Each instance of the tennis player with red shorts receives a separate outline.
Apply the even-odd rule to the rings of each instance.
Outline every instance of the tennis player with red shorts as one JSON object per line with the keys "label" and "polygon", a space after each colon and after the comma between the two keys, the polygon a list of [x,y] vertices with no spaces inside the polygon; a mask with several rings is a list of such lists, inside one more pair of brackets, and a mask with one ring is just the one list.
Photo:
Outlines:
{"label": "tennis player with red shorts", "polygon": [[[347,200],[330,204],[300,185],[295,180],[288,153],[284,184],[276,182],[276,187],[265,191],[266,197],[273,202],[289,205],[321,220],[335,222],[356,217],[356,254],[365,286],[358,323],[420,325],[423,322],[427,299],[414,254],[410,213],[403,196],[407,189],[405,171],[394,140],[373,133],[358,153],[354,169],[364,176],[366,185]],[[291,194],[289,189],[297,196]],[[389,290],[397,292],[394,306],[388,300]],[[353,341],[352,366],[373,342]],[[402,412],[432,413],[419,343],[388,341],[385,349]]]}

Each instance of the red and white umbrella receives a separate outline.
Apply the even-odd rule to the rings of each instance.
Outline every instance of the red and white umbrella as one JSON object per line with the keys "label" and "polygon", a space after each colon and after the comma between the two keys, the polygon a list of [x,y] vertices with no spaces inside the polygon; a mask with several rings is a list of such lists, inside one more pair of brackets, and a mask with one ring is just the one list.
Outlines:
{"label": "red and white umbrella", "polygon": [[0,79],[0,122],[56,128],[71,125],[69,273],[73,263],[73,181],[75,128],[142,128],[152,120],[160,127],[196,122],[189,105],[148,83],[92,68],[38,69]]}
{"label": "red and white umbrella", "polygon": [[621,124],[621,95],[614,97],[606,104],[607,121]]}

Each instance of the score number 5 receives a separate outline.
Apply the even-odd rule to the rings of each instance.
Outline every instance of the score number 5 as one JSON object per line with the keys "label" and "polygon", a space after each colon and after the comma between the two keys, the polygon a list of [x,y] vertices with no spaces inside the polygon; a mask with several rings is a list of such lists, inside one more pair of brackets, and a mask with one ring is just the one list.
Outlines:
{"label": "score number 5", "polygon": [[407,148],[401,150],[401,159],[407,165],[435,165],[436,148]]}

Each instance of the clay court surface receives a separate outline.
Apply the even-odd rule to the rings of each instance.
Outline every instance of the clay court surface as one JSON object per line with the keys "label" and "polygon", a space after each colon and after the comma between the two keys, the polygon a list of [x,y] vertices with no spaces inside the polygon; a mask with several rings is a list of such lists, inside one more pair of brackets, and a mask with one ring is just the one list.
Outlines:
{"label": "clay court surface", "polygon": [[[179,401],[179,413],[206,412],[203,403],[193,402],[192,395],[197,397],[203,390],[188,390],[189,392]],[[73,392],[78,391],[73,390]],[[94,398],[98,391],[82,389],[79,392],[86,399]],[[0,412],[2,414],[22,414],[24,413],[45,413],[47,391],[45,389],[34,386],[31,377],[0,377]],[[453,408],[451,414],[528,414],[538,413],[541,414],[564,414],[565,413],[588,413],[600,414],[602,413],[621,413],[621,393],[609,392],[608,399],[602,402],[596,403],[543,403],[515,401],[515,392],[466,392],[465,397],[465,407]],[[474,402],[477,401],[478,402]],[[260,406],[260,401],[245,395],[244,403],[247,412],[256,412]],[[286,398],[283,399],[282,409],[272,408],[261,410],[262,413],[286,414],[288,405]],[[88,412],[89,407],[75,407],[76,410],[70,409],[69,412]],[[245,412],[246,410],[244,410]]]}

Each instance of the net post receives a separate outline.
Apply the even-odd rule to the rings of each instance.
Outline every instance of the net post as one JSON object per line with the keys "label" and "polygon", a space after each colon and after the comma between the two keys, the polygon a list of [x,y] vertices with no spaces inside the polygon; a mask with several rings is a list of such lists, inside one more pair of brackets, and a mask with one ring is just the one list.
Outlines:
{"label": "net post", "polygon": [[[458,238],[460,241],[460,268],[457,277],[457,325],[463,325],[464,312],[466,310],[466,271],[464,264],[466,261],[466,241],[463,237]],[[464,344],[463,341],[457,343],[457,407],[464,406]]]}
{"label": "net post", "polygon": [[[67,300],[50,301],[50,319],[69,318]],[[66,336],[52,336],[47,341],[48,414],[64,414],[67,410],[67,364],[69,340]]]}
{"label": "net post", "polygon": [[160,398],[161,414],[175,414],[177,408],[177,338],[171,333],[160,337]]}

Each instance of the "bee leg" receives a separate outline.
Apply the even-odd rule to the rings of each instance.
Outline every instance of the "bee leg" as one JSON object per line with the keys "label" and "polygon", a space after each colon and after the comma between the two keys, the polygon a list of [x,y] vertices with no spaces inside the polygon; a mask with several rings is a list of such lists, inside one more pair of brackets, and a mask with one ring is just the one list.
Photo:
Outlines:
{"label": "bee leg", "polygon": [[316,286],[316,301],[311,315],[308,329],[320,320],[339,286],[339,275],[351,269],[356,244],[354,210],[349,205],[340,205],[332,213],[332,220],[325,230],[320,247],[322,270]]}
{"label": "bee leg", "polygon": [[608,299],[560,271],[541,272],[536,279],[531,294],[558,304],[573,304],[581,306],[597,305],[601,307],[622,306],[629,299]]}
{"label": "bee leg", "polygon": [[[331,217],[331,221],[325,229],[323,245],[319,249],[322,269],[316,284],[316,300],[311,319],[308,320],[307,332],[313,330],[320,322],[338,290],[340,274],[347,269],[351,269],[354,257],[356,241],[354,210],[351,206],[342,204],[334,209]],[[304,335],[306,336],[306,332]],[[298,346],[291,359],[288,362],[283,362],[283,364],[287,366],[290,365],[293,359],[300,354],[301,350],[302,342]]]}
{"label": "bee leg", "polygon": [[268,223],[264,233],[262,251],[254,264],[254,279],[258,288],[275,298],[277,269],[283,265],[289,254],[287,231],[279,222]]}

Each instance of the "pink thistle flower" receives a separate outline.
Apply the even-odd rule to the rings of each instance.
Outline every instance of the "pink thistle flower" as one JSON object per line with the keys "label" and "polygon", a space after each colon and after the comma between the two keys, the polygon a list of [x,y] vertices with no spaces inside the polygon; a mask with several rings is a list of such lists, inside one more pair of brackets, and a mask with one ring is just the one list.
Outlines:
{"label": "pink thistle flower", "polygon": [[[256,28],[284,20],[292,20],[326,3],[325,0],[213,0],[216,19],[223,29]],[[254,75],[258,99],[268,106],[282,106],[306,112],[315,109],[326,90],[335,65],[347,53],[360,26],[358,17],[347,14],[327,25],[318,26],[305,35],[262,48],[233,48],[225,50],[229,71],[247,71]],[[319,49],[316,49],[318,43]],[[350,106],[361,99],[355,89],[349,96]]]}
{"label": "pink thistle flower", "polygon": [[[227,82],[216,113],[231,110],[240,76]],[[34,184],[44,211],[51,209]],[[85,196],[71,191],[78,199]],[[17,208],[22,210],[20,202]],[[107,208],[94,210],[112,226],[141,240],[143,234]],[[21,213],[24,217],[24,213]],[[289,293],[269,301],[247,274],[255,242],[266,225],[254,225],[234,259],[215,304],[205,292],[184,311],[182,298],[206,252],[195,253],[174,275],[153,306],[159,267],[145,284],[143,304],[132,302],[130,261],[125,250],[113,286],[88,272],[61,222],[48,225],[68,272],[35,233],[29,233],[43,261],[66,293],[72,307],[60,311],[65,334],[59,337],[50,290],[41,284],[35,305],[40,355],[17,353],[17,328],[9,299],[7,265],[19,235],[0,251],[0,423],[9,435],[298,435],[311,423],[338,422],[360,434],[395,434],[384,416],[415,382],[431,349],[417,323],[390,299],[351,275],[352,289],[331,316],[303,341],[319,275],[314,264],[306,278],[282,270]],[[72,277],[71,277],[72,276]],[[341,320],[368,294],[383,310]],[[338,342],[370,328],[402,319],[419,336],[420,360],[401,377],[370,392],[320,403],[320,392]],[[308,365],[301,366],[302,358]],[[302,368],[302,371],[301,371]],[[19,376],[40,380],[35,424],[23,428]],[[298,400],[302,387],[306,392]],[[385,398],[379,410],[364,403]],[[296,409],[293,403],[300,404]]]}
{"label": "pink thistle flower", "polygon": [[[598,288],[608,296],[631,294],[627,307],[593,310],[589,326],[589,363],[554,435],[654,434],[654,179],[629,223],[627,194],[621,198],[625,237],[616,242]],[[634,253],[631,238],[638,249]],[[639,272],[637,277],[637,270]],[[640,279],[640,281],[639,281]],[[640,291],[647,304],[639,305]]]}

[Task goal] Show every line of the records above that contains the word "separate", treating uppercase and lowercase as distinct.

[Output for this task]
Each instance of the tennis player with red shorts receives a separate outline.
Each instance of the red and white umbrella receives a separate outline.
Each instance of the score number 5 receives a separate outline.
Each instance of the clay court surface receives a separate outline.
Each instance of the net post receives a separate outline.
Each instance of the "bee leg" receives a separate outline.
Each instance of the "pink thistle flower" receives a separate outline.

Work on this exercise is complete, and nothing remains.